# [What to work on]
Lay out everything from the line containing "565, row 16." down to the end of the items as a Markdown table with the columns No. and Line. Number each row and leave out any blank lines.
— start —
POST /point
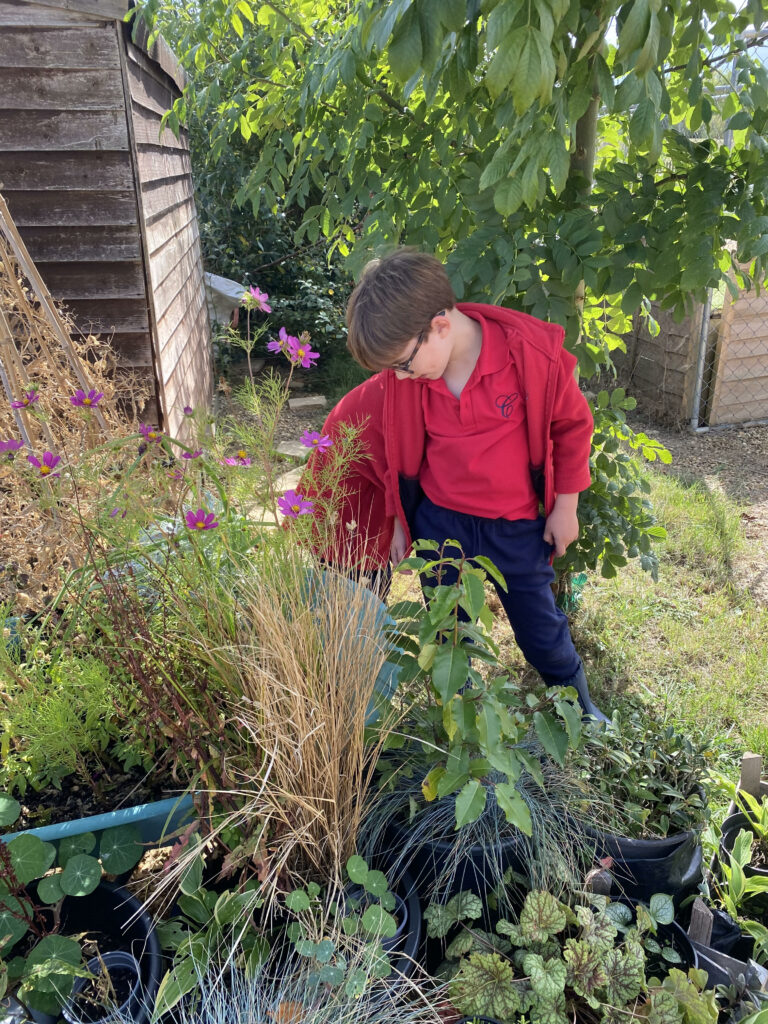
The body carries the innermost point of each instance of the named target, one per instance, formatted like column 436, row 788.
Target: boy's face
column 425, row 355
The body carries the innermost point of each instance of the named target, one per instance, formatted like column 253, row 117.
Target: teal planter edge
column 154, row 820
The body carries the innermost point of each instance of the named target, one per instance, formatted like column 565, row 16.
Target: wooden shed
column 103, row 203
— end —
# [Task answer]
| No. | Line |
|---|---|
| 1 | The body carries the innermost point of each instance of the named target, one per instance, formatted like column 565, row 16. |
| 2 | Target: wooden shed |
| 3 | column 103, row 203 |